> _Required work_
Take the lines below from the first through the one that contains "Give the segmentation of every instance of the white" and copy them exactly.
[[ Input data, beginning ]]
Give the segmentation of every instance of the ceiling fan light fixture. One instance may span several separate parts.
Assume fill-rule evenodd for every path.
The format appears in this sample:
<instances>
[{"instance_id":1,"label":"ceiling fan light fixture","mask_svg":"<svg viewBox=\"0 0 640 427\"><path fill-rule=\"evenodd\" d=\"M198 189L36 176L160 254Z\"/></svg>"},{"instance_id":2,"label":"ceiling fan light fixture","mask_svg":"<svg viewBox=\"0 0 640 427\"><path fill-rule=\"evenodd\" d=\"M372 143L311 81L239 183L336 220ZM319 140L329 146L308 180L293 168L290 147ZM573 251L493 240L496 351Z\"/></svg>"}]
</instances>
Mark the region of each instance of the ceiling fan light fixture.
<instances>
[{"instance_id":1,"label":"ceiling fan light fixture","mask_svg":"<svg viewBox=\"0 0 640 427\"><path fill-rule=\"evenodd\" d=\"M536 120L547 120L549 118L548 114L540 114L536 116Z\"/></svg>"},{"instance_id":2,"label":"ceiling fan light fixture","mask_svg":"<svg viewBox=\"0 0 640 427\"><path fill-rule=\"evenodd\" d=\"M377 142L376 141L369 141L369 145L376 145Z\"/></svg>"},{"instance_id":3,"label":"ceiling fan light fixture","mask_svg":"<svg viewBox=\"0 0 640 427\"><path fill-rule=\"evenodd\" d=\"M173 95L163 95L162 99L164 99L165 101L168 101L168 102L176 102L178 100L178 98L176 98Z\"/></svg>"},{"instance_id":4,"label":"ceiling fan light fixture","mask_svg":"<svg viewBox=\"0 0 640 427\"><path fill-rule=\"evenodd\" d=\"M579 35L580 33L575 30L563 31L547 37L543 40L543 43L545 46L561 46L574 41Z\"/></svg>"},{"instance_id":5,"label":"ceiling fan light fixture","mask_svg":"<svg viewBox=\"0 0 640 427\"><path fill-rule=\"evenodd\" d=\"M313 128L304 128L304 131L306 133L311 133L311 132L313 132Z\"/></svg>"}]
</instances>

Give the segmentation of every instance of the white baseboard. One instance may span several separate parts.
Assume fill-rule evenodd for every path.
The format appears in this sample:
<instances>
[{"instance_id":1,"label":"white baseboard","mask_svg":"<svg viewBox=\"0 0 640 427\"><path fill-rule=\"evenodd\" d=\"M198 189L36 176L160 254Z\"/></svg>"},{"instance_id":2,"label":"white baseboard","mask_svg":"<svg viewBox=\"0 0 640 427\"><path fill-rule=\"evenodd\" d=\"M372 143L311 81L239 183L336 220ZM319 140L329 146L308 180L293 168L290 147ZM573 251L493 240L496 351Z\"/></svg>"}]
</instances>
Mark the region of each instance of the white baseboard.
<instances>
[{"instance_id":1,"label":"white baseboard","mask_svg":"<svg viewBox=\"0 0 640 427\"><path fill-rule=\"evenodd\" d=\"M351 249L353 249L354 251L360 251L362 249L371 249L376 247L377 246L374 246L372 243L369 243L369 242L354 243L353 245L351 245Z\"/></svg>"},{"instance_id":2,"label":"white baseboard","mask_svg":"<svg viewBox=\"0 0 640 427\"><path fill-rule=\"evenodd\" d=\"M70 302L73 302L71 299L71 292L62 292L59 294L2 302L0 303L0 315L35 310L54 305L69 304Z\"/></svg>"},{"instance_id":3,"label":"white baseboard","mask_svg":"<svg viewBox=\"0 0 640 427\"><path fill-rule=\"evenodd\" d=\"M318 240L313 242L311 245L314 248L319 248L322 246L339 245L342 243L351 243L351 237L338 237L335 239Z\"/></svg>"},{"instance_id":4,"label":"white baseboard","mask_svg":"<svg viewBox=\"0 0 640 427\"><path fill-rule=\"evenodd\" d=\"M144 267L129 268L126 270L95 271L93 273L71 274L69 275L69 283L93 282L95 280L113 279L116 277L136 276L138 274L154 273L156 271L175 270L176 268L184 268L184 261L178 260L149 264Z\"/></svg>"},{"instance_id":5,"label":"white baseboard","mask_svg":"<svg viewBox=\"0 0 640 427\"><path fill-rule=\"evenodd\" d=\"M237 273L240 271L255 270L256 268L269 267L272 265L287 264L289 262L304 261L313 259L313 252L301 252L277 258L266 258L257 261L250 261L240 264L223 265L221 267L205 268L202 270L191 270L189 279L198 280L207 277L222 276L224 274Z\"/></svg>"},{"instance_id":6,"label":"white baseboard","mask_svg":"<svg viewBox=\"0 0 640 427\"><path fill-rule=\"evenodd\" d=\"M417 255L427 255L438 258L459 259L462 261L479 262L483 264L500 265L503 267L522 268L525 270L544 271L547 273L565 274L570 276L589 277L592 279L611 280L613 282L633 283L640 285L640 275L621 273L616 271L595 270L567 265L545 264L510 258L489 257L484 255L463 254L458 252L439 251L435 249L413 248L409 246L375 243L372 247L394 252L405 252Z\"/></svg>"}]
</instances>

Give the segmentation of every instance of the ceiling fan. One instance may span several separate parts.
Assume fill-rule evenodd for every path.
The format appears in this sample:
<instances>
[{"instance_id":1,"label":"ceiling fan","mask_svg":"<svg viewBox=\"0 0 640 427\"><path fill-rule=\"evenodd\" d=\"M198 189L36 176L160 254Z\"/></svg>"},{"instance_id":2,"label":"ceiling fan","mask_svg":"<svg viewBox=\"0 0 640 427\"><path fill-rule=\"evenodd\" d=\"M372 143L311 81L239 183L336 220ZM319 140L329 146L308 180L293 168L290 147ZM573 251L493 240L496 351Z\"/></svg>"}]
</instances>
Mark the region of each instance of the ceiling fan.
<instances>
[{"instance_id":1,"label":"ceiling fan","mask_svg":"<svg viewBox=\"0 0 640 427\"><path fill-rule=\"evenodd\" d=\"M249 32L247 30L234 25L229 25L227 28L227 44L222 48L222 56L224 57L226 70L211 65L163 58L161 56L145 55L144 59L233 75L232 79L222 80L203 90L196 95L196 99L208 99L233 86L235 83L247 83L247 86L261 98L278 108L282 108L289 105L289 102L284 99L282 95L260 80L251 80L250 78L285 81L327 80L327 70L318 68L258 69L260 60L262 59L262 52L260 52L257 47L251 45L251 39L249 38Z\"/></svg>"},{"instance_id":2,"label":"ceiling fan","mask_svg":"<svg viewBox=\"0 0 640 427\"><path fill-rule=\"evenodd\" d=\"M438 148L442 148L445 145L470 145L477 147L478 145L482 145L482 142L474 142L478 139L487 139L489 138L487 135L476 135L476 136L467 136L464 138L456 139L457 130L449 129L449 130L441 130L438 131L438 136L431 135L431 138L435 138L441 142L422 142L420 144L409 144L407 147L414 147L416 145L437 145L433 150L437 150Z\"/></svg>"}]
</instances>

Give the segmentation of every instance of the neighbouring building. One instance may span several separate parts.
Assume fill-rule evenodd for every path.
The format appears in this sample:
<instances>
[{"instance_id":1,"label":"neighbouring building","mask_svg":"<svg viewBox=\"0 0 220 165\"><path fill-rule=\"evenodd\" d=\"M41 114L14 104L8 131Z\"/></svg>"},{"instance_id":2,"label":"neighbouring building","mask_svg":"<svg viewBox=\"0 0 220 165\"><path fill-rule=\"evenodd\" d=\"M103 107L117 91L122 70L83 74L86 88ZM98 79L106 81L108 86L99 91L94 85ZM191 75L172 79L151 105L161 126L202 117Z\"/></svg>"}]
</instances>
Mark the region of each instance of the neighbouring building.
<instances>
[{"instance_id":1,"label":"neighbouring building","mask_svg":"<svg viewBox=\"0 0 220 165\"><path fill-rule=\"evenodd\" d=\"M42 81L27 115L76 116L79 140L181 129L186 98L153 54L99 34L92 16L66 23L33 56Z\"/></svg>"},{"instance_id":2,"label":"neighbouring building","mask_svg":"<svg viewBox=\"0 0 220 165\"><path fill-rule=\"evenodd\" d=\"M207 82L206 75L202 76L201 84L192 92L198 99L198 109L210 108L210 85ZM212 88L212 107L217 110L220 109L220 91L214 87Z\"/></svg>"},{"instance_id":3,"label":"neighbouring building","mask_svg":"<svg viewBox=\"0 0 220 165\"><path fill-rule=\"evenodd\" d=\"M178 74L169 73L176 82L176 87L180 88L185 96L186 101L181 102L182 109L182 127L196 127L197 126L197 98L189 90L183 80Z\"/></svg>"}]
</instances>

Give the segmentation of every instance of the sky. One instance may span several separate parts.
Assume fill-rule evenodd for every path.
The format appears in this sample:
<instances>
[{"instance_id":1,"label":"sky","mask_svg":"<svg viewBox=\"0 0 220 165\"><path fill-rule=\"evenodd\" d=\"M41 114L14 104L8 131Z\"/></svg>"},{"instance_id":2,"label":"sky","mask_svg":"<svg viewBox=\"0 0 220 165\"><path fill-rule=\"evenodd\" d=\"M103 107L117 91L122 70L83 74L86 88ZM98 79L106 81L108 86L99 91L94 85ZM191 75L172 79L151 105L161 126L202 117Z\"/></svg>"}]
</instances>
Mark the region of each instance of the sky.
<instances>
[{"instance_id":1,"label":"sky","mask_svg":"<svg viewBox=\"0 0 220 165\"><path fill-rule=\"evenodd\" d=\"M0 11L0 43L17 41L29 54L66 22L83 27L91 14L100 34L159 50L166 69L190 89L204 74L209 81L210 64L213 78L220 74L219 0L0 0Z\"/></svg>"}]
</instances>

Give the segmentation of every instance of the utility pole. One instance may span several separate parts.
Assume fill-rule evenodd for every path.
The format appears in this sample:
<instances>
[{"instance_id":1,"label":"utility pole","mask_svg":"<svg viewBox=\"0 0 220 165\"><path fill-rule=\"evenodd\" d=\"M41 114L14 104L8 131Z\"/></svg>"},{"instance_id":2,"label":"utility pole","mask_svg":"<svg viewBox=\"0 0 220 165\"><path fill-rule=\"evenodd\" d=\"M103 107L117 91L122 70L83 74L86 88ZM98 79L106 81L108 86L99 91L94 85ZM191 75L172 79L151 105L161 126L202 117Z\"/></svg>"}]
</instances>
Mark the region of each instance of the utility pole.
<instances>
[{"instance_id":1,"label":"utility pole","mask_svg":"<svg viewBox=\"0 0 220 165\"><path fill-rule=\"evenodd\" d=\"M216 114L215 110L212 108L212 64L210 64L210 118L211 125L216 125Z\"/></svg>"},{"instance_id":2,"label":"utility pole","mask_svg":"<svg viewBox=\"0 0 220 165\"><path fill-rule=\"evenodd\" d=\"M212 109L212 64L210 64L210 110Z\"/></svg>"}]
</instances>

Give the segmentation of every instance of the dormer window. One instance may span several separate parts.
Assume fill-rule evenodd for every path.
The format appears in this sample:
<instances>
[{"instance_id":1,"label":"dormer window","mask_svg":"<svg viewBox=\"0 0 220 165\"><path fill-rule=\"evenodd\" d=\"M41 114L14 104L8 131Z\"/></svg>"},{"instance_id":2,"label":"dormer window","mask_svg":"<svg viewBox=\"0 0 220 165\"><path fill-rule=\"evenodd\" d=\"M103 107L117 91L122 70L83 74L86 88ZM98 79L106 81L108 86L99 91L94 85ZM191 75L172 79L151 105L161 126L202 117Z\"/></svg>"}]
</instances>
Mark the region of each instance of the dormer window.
[[ Input data, end ]]
> _Answer_
Give the segmentation of every instance of the ceiling fan light fixture. One instance may span several separate parts.
Assume fill-rule evenodd for every path.
The format appears in this sample:
<instances>
[{"instance_id":1,"label":"ceiling fan light fixture","mask_svg":"<svg viewBox=\"0 0 640 427\"><path fill-rule=\"evenodd\" d=\"M198 189L36 176L160 254Z\"/></svg>"},{"instance_id":2,"label":"ceiling fan light fixture","mask_svg":"<svg viewBox=\"0 0 640 427\"><path fill-rule=\"evenodd\" d=\"M372 143L311 81L239 183L336 220ZM319 140L329 146L308 180L293 168L290 147ZM573 251L493 240L496 351Z\"/></svg>"}]
</instances>
Mark the region of each instance of the ceiling fan light fixture.
<instances>
[{"instance_id":1,"label":"ceiling fan light fixture","mask_svg":"<svg viewBox=\"0 0 640 427\"><path fill-rule=\"evenodd\" d=\"M536 120L547 120L549 118L548 114L540 114L536 116Z\"/></svg>"},{"instance_id":2,"label":"ceiling fan light fixture","mask_svg":"<svg viewBox=\"0 0 640 427\"><path fill-rule=\"evenodd\" d=\"M377 142L376 141L369 141L369 145L376 145Z\"/></svg>"},{"instance_id":3,"label":"ceiling fan light fixture","mask_svg":"<svg viewBox=\"0 0 640 427\"><path fill-rule=\"evenodd\" d=\"M173 95L163 95L162 99L164 99L165 101L168 101L168 102L176 102L178 100L178 98L176 98Z\"/></svg>"},{"instance_id":4,"label":"ceiling fan light fixture","mask_svg":"<svg viewBox=\"0 0 640 427\"><path fill-rule=\"evenodd\" d=\"M579 35L580 33L575 30L563 31L547 37L543 40L543 43L545 46L561 46L574 41Z\"/></svg>"},{"instance_id":5,"label":"ceiling fan light fixture","mask_svg":"<svg viewBox=\"0 0 640 427\"><path fill-rule=\"evenodd\" d=\"M313 128L304 128L304 131L306 133L311 133L311 132L313 132Z\"/></svg>"}]
</instances>

Give the segmentation of every instance of the white baseboard. One instance may span several separate parts.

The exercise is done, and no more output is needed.